Provided passage
** Start **

Last 7 years(2012-2019) have seen great progress made in visual understanding. Initially, we classify ImageNet images. Then, object detection and semantic segmentation became the core problems of visual understanding. Recently, the research community payed attention to another new task called panoptic segmentation, which put visual understanding to the next level. In this article, we’ll review representative research works done along the long way here.
[TOC]
LeNet: “Gradient-based learning applied to document recognition”, LeCun et al. 1998 & “Backpropagation applied to handwritten zip code recognition”, LeCun et al. 1989
Key points:
- Convolution
- locally-connected
- spatially weight-sharing
- weight-sharing is a key in DL (e.g., RNN shares weights temporally)
- Subsampling
- Fully-connected outputs
- Train by BackProp
LeNet-5 was used on large scale to automatically classify hand-written digits on bank cheques in the United States. This network is a convolutional neural network (CNN). CNNs are the foundation of modern state-of-the art deep learning-based computer vision. These networks are built upon 3 main ideas: local receptive fields, shared weights and spacial subsampling. Local receptive fields with shared weights are the essence of the convolutional layer and most architectures described below use convolutional layers in one form or another.
AlexNet: “ImageNet Classification with Deep Convolutional Neural Networks”, Krizhevsky, Sutskever, Hinton. NIPS 2012
An illustration of the architecture of AlexNet, explicitly showing the delineation of responsibilities between the two GPUs. One GPU runs the layer-parts at the top of the figure while the other runs the layer-parts at the bottom. The GPUs communicate only at certain layers. The network’s input is 150,528-dimensional, and the number of neurons in the network’s remaining layers is given by 253,440–186,624–64,896–64,896–43,264– 4096–4096–1000.
LeNet-style backbone, plus:
- ReLU [Nair & Hinton 2010]
- “RevoLUtion of deep learning”*
- Accelerate training; better grad prop (vs. tanh)
- Dropout [Hinton et al 2012]
- In-network ensembling
- Reduce overfitting (might be instead done by BN)
- Data augmentation
- Label-preserving transformation
- Reduce overfitting
VGG-16/19: “Very Deep Convolutional Networks for Large-Scale Image Recognition”, Simonyan & Zisserman. ICLR 2015
Key points:
- Modularized design
- 3x3 Conv as the module
- Stack the same module
- Same computation for each module (1/2 spatial size => 2x filters)
- Stage-wise training
- VGG-11 => VGG-13 => VGG-16
VGGNet consists of 16 convolutional layers and is very appealing because of its very uniform architecture. Similar to AlexNet, only 3x3 convolutions, but lots of filters. Trained on 4 GPUs for 2–3 weeks. It is currently the most preferred choice in the community for extracting features from images. The weight configuration of the VGGNet is publicly available and has been used in many other applications and challenges as a baseline feature extractor. However, VGGNet consists of 138 million parameters, which can be a bit challenging to handle.

** End **

Exercise
In the visual-understanding review, what does AlexNet gain from using ReLU? Answer in one to three sentences.

Data shown
** Start **

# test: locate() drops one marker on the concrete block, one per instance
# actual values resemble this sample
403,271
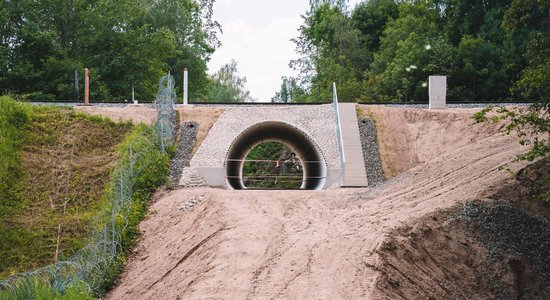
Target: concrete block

** End **

Exercise response
ReLU speeds up training and gives better gradient propagation than tanh.